TASK INPUTS.
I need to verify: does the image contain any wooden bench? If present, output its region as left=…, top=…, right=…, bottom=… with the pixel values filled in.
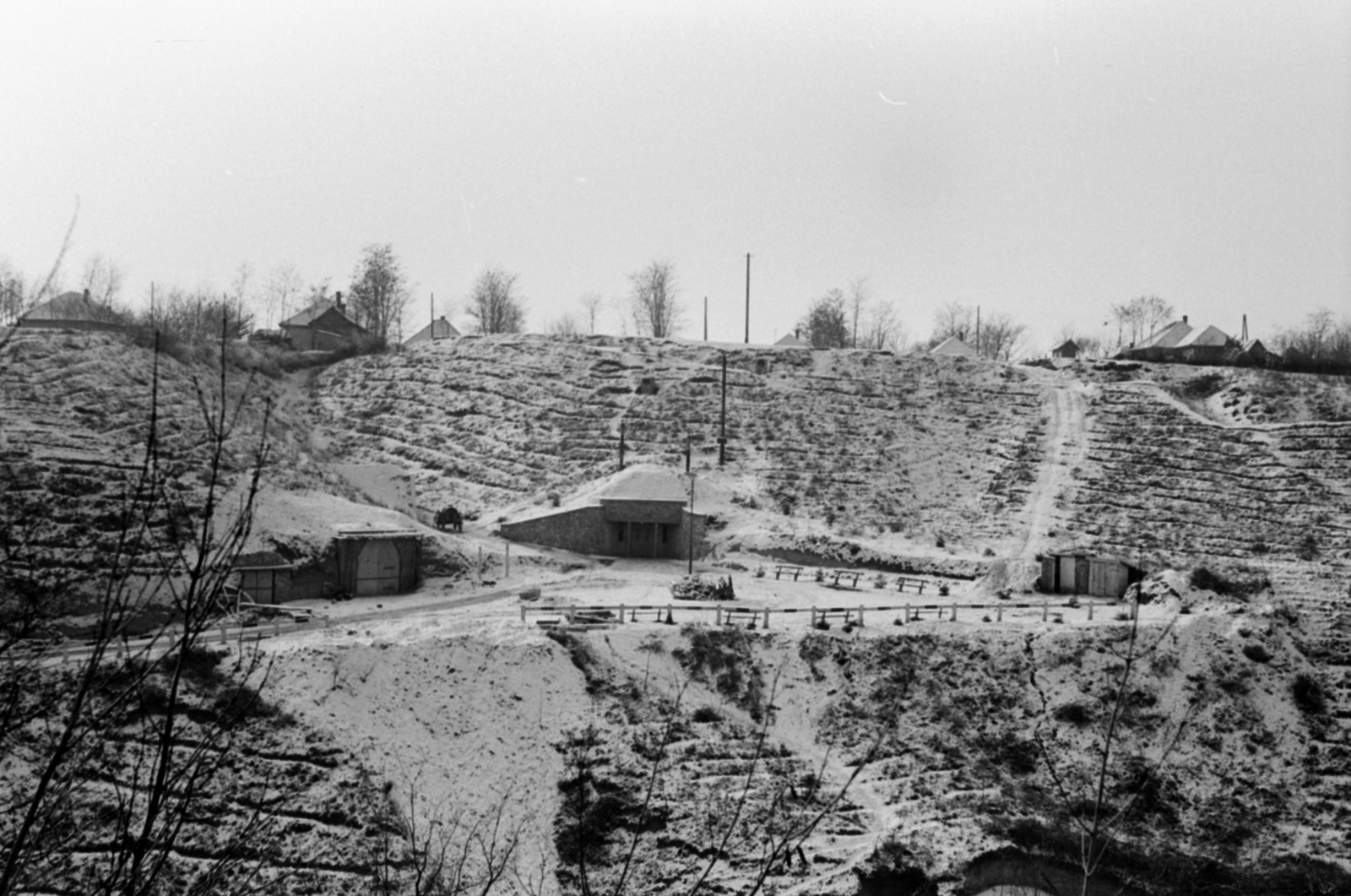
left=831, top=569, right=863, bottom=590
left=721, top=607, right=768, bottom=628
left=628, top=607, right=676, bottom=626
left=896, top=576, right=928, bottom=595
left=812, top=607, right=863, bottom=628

---

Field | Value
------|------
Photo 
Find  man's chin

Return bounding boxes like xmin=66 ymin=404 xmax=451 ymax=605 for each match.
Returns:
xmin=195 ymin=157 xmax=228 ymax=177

INSTRUCTIONS TO FOLLOW. Could you copy out the records from the line containing "Field | Value" through the line containing "xmin=195 ymin=157 xmax=228 ymax=177", both included, and nothing else?

RESPONSE TO THIS EXERCISE.
Field | Value
------|------
Photo 
Find  man's chin

Return bounding boxes like xmin=66 ymin=404 xmax=451 ymax=605 for each match.
Returns:
xmin=195 ymin=157 xmax=228 ymax=177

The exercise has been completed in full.